====== SOURCE TEXT ======

TB or Tuberculosis is a potentially serious bacterial infection that is most often found in the lungs. The bacterium that causes TB is transmitted through the air, and therefore, can be very contagious. However, TB testing is only done for people who are considered “high risk” for contracting the disease.

Why You May Need Tuberculosis Testing in Phoenix

While tuberculosis (TB) is no longer widespread in the US, you may still need urgent care tuberculosis testing in Phoenix for work or travel-related reasons. Many colleges and universities require a test for international students coming from countries where TB is widespread, as well as students returning from study abroad programs. Health care workers also often need to be tested regularly to avoid being carriers of the disease.

Tuberculosis testing is required for those in confined living conditions too, including homeless shelters, migrant work camps, nursing homes and correctional facilities. Workers in any of these institutions also should consider urgent care tuberculosis testing in Phoenix due to the risk of catching TB from a tuberculous client. The Arizona Department of Corrections also requires a test before going into any of their programs, including home detention for DUI arrests.

Besides travel and work reasons, it is also a good idea to get tested if you have been in close contact with someone suffering from or recently treated for tuberculosis, if you have a condition such as HIV or chemotherapy that reduces immune function, or if you notice any of the signs of TB infection. Symptoms of tuberculosis include a chronic, painful, often bloody cough lasting a month or more, fever and chills that won’t go away, severe fatigue, and unexplained back or abdominal pain along with the cough.


There are two different ways to screen for TB. One is the skin test, and the other is the interferon gamma release assay (IGRA) test.

The skin test is the most commonly performed, and involves two steps: the injection of a small amount of purified protein derivative (PPD) solution under the first layer of skin of the forearm and an evaluation of the injection site conducted by a health practitioner at 48 and/or 72 hours to see if a local skin reaction has occurred.

All laboratories do not perform the IGRA test. This test measures the release of a substance called gamma interferon by white blood cells in a sample of blood when the cells are exposed to specific TB antigens. The test requires viable white blood cells, so the IGRA blood sample must be received and tested by a laboratory within a designated window of time.

======

* _TASK ITEM 1_
Answer these from the text on tuberculosis testing:
(a) How many ways to screen for TB does it describe, and what are they?
(b) At how many hours after the injection is the skin test site checked?
(c) Which state agency requires a test before anyone enters any of its programs?
* _TASK ITEM 2_
Print the stretch from "While tuberculosis (TB)" through "of the disease." of the text on tuberculosis testing, word for word.

====== RECORDS ======

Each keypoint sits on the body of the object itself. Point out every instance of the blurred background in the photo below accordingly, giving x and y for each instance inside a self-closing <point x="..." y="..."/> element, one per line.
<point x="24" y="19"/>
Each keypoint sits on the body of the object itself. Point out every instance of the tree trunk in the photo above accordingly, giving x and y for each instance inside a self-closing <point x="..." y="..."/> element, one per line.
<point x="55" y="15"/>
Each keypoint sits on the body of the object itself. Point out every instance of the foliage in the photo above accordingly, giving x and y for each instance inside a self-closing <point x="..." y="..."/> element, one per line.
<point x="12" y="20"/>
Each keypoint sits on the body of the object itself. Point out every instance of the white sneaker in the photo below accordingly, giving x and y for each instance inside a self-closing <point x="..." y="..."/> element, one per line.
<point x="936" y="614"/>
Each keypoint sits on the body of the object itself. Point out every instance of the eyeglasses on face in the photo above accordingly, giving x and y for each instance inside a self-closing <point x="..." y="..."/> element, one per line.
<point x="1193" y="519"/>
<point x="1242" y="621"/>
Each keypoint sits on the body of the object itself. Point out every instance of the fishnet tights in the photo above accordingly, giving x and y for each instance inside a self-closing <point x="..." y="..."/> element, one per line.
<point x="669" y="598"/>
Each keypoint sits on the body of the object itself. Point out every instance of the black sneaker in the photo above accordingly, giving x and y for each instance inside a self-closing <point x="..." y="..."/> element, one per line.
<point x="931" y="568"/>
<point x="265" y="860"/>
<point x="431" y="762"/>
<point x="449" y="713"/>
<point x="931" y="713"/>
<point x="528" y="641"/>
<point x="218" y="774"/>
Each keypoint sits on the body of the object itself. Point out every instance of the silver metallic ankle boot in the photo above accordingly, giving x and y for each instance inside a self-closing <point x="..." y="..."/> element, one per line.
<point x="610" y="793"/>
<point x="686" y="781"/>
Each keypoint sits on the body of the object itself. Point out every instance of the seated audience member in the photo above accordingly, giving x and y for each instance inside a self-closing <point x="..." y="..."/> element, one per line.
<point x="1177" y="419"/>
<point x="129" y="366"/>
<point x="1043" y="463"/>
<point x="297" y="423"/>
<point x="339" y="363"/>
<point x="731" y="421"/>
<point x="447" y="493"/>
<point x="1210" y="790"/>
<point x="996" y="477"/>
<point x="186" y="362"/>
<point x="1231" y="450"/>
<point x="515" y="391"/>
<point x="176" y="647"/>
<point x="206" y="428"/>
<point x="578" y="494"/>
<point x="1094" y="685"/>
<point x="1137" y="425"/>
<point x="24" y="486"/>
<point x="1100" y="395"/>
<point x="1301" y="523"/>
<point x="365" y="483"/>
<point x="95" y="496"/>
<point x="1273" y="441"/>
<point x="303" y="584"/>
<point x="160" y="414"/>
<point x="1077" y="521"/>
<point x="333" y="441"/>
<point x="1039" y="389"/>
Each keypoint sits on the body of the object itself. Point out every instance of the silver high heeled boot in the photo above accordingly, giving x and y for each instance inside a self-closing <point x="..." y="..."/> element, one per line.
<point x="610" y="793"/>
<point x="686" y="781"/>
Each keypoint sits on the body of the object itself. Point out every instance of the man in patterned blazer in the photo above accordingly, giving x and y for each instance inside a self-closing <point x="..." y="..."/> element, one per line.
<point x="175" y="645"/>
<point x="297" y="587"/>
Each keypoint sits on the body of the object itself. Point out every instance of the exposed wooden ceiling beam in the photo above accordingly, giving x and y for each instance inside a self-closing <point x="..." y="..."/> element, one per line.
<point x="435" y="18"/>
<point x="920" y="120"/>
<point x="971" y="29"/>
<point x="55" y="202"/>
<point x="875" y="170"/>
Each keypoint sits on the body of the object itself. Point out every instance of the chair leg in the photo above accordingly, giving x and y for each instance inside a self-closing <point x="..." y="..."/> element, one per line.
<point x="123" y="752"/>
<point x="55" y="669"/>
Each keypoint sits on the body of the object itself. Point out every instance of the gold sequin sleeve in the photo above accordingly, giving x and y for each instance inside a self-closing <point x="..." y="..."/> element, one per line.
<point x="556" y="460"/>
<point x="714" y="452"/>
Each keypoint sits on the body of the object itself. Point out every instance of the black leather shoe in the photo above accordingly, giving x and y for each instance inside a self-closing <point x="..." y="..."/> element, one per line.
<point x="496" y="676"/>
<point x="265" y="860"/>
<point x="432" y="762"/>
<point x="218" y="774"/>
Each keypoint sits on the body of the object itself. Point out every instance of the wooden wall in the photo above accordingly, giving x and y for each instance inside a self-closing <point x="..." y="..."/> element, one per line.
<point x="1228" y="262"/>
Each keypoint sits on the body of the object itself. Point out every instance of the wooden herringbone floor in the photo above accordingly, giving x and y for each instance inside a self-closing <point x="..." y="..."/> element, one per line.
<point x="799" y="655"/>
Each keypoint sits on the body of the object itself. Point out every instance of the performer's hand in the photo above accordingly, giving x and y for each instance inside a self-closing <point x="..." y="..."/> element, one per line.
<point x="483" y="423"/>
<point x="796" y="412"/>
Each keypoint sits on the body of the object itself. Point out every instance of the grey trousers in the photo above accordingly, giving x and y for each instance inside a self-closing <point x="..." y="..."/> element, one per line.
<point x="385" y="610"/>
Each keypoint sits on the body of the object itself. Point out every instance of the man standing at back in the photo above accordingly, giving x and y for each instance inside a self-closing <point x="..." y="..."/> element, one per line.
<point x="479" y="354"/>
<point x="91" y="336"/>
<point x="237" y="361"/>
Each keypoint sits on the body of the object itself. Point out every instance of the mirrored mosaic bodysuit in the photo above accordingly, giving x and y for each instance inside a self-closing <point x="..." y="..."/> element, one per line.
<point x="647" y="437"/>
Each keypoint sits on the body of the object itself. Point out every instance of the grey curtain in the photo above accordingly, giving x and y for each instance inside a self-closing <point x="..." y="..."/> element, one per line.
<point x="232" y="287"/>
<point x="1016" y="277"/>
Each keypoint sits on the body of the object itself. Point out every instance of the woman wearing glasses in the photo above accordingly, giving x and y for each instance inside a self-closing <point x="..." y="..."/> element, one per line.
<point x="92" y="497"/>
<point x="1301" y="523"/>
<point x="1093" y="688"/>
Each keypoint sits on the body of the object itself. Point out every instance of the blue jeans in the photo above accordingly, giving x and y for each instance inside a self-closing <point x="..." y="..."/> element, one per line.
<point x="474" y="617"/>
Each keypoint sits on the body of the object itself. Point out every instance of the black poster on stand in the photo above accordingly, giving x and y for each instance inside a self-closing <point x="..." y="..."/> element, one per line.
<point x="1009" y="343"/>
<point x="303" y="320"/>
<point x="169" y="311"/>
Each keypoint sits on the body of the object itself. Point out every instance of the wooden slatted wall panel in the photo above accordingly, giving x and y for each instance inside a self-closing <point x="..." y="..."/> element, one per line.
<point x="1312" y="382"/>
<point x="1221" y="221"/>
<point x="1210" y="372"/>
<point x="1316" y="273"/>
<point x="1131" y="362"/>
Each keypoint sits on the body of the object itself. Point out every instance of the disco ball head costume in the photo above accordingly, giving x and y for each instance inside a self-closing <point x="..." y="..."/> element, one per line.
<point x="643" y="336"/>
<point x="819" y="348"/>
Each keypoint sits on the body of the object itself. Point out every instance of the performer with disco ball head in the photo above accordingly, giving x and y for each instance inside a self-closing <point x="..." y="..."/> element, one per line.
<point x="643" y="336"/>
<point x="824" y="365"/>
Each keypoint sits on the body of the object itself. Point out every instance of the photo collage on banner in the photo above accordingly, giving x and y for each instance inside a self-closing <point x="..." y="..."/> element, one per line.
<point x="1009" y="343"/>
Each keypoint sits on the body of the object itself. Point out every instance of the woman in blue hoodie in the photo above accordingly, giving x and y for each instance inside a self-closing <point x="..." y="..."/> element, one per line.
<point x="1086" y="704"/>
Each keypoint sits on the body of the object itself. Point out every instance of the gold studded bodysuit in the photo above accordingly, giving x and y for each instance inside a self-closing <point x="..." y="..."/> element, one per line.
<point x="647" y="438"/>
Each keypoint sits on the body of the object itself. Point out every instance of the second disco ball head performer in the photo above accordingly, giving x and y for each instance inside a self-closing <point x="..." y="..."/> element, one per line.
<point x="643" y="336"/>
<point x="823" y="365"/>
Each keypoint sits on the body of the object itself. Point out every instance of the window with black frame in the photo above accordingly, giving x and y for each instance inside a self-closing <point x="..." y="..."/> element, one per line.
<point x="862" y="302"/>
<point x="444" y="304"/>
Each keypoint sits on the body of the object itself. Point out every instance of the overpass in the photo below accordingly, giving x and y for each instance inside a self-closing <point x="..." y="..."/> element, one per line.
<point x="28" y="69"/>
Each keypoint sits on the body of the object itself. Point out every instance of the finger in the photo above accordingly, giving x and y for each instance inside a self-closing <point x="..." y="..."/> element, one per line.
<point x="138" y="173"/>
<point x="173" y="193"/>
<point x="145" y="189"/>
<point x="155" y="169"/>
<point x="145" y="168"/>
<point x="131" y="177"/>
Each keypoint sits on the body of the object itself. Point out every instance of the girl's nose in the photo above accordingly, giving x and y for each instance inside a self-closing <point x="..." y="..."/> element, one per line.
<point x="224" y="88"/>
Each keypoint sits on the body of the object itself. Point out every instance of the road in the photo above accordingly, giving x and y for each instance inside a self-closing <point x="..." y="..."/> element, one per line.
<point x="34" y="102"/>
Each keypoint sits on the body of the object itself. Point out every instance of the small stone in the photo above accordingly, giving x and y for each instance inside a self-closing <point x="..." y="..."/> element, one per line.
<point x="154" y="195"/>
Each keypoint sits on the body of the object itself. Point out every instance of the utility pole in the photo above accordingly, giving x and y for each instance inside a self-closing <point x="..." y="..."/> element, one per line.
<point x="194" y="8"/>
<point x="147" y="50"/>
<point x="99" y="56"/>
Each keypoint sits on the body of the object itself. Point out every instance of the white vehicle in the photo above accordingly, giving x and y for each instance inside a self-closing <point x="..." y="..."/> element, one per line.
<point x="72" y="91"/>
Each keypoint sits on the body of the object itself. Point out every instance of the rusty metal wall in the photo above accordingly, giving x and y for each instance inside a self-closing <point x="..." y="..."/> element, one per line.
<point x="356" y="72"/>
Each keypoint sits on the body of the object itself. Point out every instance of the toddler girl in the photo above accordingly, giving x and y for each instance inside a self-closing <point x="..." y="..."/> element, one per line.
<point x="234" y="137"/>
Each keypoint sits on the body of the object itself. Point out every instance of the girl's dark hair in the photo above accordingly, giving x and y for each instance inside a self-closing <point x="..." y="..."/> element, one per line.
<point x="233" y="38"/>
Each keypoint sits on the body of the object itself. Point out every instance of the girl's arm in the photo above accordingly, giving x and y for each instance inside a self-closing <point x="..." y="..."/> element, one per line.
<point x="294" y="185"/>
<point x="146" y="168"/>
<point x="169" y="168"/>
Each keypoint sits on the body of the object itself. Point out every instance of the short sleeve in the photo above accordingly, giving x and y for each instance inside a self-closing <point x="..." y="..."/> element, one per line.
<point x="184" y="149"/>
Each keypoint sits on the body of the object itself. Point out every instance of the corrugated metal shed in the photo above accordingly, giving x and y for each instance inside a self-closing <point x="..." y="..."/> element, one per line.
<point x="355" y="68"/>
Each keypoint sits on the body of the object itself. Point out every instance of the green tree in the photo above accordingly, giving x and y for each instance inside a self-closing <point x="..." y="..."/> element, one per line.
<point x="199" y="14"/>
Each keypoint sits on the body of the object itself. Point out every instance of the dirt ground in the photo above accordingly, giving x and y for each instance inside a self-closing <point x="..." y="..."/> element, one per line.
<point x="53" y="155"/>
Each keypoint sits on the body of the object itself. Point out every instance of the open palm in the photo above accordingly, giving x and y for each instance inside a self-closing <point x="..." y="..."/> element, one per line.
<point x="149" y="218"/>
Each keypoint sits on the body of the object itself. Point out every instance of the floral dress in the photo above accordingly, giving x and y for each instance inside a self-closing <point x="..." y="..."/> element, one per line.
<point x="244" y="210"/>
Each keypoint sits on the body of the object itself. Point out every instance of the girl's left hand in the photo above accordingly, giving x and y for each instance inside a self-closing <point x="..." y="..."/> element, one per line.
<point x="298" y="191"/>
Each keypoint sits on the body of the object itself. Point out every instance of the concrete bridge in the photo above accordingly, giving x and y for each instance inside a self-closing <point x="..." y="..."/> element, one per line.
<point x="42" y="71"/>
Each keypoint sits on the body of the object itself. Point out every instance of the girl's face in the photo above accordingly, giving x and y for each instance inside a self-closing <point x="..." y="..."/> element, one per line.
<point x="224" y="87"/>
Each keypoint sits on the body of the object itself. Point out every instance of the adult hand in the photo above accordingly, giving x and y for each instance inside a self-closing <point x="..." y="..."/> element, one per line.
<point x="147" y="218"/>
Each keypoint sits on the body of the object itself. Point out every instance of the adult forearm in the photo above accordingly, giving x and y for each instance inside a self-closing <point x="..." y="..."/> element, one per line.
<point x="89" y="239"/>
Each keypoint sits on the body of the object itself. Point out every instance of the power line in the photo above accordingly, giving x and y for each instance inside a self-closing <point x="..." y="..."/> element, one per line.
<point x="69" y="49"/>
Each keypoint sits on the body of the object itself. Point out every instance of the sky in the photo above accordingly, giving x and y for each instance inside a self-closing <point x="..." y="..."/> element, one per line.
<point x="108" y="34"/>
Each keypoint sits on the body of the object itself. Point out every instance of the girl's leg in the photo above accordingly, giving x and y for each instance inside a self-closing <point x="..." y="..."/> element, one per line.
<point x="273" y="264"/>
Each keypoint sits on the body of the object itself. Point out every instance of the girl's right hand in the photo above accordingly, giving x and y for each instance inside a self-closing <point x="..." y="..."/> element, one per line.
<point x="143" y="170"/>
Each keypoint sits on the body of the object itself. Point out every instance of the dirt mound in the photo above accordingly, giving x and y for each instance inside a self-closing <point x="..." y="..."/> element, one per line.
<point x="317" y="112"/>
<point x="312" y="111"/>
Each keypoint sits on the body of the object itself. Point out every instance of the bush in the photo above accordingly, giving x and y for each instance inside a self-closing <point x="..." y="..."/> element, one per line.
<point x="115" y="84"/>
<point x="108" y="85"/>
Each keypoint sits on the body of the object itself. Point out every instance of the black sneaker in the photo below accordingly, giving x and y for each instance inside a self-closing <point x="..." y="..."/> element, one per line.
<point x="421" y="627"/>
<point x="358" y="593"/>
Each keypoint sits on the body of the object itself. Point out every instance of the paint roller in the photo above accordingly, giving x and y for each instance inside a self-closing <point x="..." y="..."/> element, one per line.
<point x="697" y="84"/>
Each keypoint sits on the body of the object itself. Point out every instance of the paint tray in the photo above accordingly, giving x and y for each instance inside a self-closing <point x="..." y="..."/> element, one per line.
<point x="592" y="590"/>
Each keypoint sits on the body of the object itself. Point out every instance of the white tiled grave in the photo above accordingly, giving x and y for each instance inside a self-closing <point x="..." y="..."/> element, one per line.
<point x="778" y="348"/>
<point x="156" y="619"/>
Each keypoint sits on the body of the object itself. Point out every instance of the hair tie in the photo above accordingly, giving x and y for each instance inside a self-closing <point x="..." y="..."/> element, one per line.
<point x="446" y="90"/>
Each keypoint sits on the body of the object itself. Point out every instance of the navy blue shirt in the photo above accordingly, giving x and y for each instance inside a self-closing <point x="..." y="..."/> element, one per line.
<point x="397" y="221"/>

======

* _WORKED SOLUTION 1_
(a) Two: the skin test and the interferon gamma release assay (IGRA) test.
(b) At 48 and/or 72 hours.
(c) The Arizona Department of Corrections.

* _WORKED SOLUTION 2_
While tuberculosis (TB) is no longer widespread in the US, you may still need urgent care tuberculosis testing in Phoenix for work or travel-related reasons. Many colleges and universities require a test for international students coming from countries where TB is widespread, as well as students returning from study abroad programs. Health care workers also often need to be tested regularly to avoid being carriers of the disease.